Dataset records —
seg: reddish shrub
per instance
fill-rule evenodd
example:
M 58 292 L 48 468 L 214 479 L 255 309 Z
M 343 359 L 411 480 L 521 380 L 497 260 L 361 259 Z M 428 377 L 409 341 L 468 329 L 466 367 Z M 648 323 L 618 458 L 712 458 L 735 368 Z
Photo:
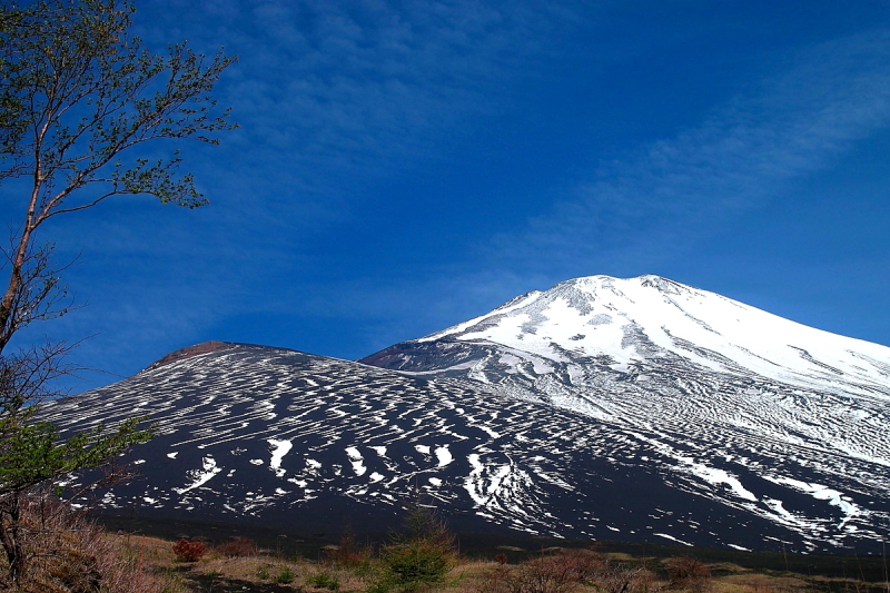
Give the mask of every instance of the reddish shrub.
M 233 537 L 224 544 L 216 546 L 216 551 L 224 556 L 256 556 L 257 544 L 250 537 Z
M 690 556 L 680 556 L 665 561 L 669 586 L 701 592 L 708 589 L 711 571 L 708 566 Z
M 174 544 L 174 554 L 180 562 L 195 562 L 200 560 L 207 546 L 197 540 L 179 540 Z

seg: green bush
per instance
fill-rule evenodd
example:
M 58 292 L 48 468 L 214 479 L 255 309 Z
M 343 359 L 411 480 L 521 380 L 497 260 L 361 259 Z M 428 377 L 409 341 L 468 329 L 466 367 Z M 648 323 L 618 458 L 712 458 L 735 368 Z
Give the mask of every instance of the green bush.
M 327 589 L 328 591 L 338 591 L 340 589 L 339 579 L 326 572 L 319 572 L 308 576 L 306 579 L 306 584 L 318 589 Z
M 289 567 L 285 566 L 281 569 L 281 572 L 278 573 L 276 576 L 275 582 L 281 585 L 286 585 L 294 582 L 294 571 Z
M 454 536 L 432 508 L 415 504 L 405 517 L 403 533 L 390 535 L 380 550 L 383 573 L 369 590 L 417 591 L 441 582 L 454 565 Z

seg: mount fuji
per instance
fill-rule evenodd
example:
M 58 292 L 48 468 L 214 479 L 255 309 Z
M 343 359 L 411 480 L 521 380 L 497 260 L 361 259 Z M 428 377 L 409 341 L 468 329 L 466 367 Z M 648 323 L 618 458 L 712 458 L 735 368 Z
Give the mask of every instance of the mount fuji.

...

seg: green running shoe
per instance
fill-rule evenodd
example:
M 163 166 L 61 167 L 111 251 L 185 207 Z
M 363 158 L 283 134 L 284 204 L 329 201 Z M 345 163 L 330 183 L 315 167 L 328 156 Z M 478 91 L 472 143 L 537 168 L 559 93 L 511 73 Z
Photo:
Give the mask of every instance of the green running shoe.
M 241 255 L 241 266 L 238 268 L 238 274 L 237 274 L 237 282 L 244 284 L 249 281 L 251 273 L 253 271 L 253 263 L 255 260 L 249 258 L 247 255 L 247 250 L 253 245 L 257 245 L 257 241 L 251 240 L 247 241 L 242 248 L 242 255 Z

Work to be completed — Reproduce the material from the line containing "seg: reddish shrub" down to the line containing "M 174 544 L", with both of those lines included. Leave the pictures out of your answer.

Finished answer —
seg: reddish shrub
per instance
fill-rule evenodd
example:
M 58 292 L 48 468 L 214 479 L 255 309 Z
M 343 359 L 411 480 L 521 380 L 497 260 L 361 259 Z M 428 377 L 409 341 L 468 329 L 466 367 Z M 648 323 L 618 458 L 712 458 L 735 368 Z
Photo:
Give the mask of every instance of the reddish shrub.
M 233 537 L 224 544 L 216 546 L 216 551 L 224 556 L 256 556 L 257 544 L 250 537 Z
M 690 556 L 680 556 L 665 561 L 669 586 L 701 592 L 708 589 L 711 571 L 708 566 Z
M 174 544 L 174 554 L 180 562 L 195 562 L 200 560 L 207 546 L 197 540 L 179 540 Z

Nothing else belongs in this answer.